Can you write out, word for word, the part of the rows below that opens with the line containing "Where can the weathered" and runs through the end of the rows?

[start Source material]

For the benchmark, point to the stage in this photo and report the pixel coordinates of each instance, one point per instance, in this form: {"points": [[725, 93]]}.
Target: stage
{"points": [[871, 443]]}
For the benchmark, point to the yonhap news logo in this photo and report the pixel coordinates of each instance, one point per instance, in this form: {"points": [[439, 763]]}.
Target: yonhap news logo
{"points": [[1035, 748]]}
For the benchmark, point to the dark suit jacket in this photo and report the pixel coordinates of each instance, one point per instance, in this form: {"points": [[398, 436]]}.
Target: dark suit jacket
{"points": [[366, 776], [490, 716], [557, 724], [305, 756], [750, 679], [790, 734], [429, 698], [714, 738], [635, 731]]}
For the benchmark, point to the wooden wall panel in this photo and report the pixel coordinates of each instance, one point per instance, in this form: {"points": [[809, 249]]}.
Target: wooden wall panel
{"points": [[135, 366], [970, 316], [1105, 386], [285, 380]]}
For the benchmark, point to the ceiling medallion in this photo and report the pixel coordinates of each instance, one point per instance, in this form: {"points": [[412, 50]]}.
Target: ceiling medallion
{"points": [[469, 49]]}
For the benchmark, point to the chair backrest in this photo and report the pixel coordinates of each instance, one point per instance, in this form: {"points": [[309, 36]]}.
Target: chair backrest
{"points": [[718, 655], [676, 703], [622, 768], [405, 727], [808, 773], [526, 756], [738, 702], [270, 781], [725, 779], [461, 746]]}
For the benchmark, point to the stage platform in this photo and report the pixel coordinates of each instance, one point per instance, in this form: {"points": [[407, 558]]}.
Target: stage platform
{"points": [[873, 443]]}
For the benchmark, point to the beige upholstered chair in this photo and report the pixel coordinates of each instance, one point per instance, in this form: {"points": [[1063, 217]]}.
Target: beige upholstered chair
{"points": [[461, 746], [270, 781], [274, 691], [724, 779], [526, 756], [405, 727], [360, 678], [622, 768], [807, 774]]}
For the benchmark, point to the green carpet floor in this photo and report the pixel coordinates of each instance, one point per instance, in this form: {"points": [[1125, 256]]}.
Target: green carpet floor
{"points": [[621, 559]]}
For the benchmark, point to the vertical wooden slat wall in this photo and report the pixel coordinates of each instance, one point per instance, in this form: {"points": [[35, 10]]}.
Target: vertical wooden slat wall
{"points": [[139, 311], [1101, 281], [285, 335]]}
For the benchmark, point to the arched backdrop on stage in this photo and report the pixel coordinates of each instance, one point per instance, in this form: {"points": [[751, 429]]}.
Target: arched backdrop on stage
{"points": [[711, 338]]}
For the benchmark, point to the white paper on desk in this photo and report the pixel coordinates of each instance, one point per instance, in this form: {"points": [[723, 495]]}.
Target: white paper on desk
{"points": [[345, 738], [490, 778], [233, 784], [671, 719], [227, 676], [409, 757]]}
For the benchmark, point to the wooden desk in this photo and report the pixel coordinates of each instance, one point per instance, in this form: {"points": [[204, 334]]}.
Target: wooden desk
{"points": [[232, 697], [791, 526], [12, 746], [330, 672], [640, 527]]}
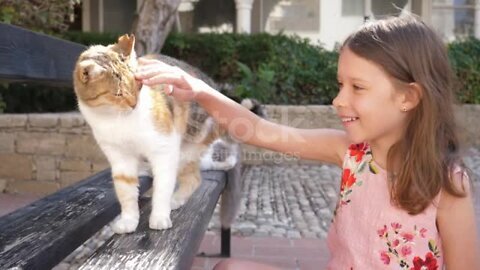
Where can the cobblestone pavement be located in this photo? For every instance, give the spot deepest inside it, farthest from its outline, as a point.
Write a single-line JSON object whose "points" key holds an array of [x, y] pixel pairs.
{"points": [[282, 201], [297, 201]]}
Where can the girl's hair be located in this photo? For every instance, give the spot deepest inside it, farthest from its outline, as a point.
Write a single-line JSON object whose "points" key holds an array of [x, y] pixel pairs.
{"points": [[410, 52]]}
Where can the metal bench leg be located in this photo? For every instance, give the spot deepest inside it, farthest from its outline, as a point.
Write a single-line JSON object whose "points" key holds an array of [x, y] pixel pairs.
{"points": [[225, 238]]}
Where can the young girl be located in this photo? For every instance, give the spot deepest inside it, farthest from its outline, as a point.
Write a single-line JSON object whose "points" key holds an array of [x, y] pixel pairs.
{"points": [[405, 199]]}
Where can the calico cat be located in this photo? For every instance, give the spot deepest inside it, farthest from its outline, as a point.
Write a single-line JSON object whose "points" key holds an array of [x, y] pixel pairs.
{"points": [[133, 122]]}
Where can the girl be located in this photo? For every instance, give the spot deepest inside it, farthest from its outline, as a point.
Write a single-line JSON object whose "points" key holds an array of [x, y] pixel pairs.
{"points": [[405, 200]]}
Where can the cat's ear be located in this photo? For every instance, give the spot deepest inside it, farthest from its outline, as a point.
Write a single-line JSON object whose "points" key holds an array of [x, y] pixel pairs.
{"points": [[126, 43]]}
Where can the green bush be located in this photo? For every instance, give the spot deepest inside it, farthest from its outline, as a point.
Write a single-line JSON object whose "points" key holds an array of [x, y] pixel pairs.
{"points": [[275, 69], [465, 59], [91, 38]]}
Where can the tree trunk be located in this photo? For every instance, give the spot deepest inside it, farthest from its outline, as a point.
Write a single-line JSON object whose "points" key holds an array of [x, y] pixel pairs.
{"points": [[153, 24]]}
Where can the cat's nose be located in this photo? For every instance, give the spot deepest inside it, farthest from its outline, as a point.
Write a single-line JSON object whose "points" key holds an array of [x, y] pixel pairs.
{"points": [[89, 71]]}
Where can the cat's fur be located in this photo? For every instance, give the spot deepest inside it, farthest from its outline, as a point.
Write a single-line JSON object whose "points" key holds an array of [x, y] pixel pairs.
{"points": [[132, 123]]}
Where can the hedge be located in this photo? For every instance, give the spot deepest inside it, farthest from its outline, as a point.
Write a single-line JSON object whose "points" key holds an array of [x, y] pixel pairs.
{"points": [[275, 69]]}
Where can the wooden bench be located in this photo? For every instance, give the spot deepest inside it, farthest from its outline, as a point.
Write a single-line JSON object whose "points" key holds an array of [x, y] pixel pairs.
{"points": [[42, 234]]}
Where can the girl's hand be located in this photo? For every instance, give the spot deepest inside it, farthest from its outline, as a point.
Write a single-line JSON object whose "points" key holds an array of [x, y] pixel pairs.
{"points": [[179, 84]]}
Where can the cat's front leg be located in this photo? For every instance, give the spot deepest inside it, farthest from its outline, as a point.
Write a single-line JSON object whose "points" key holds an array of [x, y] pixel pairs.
{"points": [[125, 182], [164, 168]]}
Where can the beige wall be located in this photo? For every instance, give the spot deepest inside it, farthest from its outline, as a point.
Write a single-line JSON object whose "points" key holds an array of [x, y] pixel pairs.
{"points": [[41, 153]]}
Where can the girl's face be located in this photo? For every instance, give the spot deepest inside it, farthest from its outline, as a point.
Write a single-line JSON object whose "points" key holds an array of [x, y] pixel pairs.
{"points": [[367, 102]]}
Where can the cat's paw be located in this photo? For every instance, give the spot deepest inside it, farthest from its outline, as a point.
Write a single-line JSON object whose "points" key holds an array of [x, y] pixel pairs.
{"points": [[176, 202], [160, 222], [123, 225]]}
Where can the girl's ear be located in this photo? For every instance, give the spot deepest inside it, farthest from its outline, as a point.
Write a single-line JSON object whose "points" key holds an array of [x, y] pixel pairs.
{"points": [[412, 96]]}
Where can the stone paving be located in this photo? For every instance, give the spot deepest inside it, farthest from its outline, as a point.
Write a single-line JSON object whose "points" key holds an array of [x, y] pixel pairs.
{"points": [[296, 201], [281, 204]]}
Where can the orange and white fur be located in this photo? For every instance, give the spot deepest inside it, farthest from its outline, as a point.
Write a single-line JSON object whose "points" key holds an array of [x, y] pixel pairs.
{"points": [[133, 123]]}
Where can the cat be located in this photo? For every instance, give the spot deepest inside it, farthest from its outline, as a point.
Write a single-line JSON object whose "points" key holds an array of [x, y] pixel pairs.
{"points": [[133, 122]]}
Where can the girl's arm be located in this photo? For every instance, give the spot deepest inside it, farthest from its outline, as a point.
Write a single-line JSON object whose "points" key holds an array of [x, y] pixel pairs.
{"points": [[456, 224], [326, 145]]}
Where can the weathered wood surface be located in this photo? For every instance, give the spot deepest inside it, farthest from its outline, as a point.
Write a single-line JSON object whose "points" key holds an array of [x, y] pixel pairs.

[end Source material]

▶ **Full answer**:
Where can the weathered wood surface be located in this photo? For every instance, give the spot deepest inside it, farthest from its outline, as a point.
Write a single-line JSON object whose "points" key holds an array of [x, y] pixel pairs.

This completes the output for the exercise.